While an agent, I would visit my parents from time to time. They retired in San Antonio, Texas; a place I did not call home. Each time, I felt as if I was growing more distant from her. As a child, my whole life was her. Every day was her. Every decision involved her. And now, I barely talked with her. Once, after realizing it was always me who called, I waited to see if she would reach out. I gave up after two months and called her.

After leaving the Border Patrol in 2001, my mother started calling the house harassing me with past issues I did not care to talk about or lies that my father was abusing her. This resulted in screaming messages and curse outs being left on my voicemail simply because I did not want to be re-traumatized by my past or engage in her fights with my father. This resulted in a decade of no contact, then a few years of a little contact only to go back to over a dozen years of no contact.

I did reach out after my suicide attempt and told them, but both my mother and father blocked me on Facebook after reading the meassage.

On October 17, 2024, I sat down on the couch to work on some research. As I went to open my laptop, I paused and thought of Mom. It had been some time since I last thought of her. My memoir had been out at that time for over two years, and I wondered if she even knew about it; that her eldest daughter had written a book and got it published by a real publisher. A chill came over me as I wondered out loud if I will ever know if she died. I shook it off, literally saying quietly to myself, “I don’t even want to think about that."

OBJECTIVE A ::
Repeat word for word the part of the memoir passage that opens with the words containing "After leaving the" and closes with "reading the meassage.".
OBJECTIVE B ::
According to the memoir passage, where did the narrator's parents retire?
The records are not needed to complete any task.

DATA SUPPLIED ::
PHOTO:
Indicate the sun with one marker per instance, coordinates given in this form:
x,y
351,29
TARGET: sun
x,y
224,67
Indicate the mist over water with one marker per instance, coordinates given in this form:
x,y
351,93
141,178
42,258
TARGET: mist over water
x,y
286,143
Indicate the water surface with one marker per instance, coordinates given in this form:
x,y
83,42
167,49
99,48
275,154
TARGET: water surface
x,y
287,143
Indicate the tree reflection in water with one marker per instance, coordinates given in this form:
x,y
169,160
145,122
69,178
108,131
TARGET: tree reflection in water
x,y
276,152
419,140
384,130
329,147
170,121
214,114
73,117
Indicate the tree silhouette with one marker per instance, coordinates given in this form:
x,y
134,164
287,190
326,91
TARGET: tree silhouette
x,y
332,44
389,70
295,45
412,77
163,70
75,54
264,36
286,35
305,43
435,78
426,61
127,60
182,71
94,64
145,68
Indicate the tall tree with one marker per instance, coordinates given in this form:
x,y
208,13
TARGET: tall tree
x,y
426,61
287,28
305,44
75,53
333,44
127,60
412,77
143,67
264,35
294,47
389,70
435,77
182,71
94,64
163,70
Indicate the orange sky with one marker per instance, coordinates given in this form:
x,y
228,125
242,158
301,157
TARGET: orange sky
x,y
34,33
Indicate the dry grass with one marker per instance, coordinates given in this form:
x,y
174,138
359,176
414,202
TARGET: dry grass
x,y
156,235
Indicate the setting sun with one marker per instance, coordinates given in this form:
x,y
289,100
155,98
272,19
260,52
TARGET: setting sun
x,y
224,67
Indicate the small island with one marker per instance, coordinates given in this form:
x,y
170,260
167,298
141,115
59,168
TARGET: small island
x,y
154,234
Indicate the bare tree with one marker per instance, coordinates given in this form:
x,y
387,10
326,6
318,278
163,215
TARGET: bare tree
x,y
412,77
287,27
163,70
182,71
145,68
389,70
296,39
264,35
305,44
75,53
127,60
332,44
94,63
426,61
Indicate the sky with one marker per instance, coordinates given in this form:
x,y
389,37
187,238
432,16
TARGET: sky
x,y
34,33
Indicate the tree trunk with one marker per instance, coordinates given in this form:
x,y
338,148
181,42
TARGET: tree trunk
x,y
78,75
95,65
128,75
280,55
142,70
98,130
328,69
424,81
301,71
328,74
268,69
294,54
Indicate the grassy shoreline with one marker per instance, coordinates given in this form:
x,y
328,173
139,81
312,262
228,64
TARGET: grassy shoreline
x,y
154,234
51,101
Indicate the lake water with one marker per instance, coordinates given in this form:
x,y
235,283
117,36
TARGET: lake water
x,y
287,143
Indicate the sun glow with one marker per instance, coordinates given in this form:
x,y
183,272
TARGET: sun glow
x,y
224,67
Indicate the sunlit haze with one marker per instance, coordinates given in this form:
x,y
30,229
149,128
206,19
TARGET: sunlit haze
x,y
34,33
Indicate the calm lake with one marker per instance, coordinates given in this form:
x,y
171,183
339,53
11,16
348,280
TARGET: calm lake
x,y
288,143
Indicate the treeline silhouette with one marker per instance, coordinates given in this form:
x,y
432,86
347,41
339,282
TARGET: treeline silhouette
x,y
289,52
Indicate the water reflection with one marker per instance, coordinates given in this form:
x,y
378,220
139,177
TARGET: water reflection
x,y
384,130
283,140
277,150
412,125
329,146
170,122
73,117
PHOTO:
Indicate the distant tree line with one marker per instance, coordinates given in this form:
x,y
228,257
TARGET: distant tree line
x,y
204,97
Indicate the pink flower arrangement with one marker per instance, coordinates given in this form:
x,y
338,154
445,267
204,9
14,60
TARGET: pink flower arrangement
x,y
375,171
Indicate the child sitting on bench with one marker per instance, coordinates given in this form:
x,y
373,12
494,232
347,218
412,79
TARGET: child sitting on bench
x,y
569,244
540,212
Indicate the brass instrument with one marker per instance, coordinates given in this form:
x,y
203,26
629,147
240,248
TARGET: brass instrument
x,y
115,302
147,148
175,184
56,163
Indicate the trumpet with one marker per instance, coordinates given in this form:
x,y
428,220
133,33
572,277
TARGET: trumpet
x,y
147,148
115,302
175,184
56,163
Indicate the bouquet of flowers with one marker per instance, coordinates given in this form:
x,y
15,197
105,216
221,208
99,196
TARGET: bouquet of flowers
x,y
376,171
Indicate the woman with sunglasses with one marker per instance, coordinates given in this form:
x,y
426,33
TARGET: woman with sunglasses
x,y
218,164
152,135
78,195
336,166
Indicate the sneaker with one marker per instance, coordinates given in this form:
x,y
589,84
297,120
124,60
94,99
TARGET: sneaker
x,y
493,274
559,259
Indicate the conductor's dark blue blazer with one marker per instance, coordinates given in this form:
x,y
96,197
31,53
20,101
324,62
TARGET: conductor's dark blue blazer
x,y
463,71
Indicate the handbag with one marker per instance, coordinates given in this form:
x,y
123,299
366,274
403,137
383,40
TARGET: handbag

TASK SOLUTION A ::
After leaving the Border Patrol in 2001, my mother started calling the house harassing me with past issues I did not care to talk about or lies that my father was abusing her. This resulted in screaming messages and curse outs being left on my voicemail simply because I did not want to be re-traumatized by my past or engage in her fights with my father. This resulted in a decade of no contact, then a few years of a little contact only to go back to over a dozen years of no contact.

I did reach out after my suicide attempt and told them, but both my mother and father blocked me on Facebook after reading the meassage.

TASK SOLUTION B ::
San Antonio, Texas